• TESTO FORNITO:
::::::::
E dando la parola anche ai cittadini europei. Da mesi in prima fila per scoraggiare ogni tipo di placet Ue, sulla scena dell’Agrigish il ministro per l’Agricoltura Francesco Lollobrigida – forte della legge italiana, la prima nell’Unione, per vietare “la produzione e la vendita di alimenti e mangimi sintetici” – ha presentato un documento congiunto redatto insieme ai rappresentanti di Parigi e Vienna, Marc Fesneau e Norbert Totschnig, e sostenuto da altre nove delegazioni (Repubblica ceca, Cipro, Grecia, Ungheria, Lussemburgo, Lituania, Malta, Romania e Slovacchia) per tenere accesi i riflettori sul tema. A dimostrazione, è stata la sottolineatura di Lollobrigida, che “l’Italia non è isolata, ma è anzi all’avanguardia nella protezione delle filiere agricole, della salute dei cittadini, dei consumatori e della qualità”.

Nessuna mossa azzardata, dunque, ma un lavoro fatto “in anticipo” e accolto con favore anche da Coldiretti, secondo cui “lo stop da parte di buona parte dei Paesi dell’Ue” alla carne coltivata “è coerente” con la decisione di vietare gli “alimenti prodotti da animali clonati” e “da oltre 40 anni la carne trattata con ormoni” e fa seguito al “flop registrato dai cibi a base cellulare”. Al momento del dibattito, del resto, a esprimersi contro il testo è stato soltanto il duo formato da Danimarca e Paesi Bassi, che da anni fanno del cibo sintetico una questione di “opportunità”. E che assicurano la loro volontà di continuare a investire nello sviluppo del ‘novel food’. Dal canto suo, Bruxelles – che non ha ancora ricevuto richieste di immissione in commercio di carne coltivata – assicura il suo ruolo di garante della sicurezza del novel food tramite regole “molto rigide”.
::::::::
• MATERIALE FORNITO:
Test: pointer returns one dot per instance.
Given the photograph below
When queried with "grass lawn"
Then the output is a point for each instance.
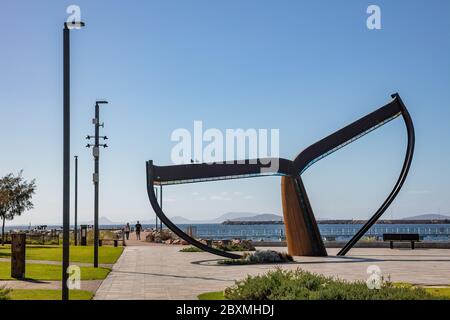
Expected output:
::::::::
• ESERCIZI DA SVOLGERE:
A. Traduci in inglese questa frase tratta dal testo sulla carne coltivata: «Al momento del dibattito, del resto, a esprimersi contro il testo è stato soltanto il duo formato da Danimarca e Paesi Bassi, che da anni fanno del cibo sintetico una questione di “opportunità”.»
B. Scrivi il seguito del testo sulla carne coltivata, partendo dalla fine della sua ultima frase.
Per svolgere gli esercizi non occorre consultare le righe.

• SOLUZIONI:
A. During the debate, moreover, the only ones to speak out against the text were the pair formed by Denmark and the Netherlands, which for years have made synthetic food a matter of "opportunity."

B.
Norme che passano dall’esame scrupoloso dell’Autorità europea per la sicurezza alimentare (Efsa) con sede a Parma. Prima di qualsiasi autorizzazione alla vendita e al consumo, in ogni caso, nella visione dei firmatari serviranno una “vera e propria consultazione pubblica” Ue e una “valutazione d’impatto completa e basata sui fatti”.

E in Italia l’unica eventuale considerazione potrebbe essere fatta sul meat sounding: se il divieto di associare i termini legati alla carne ad alimenti vegetali – come nel caso di ‘hamburger vegetali’ – contestato da Unionfood, l’associazione di rappresentanza dell’alimentare italiano guidata da Paolo Barilla, dovesse diventare un problema il governo potrebbe discuterne. Accanto alla nuova frontiera dell’alimentazione resta però il futuro della tradizionale Pac. La rabbia degli agricoltori, impegnati ormai da settimane in tutto il Continente a fare sentire la loro voce, è l’ammissione della presidenza di turno Ue del Belgio, esige “risposte”. L’Ue, è il richiamo di Lollobrigida, potrà darle “ripensando” la sua politica agricola senza più “ideologie”. E con la consapevolezza che servano “più fondi” e “più tutele” nei confronti degli agricoltori.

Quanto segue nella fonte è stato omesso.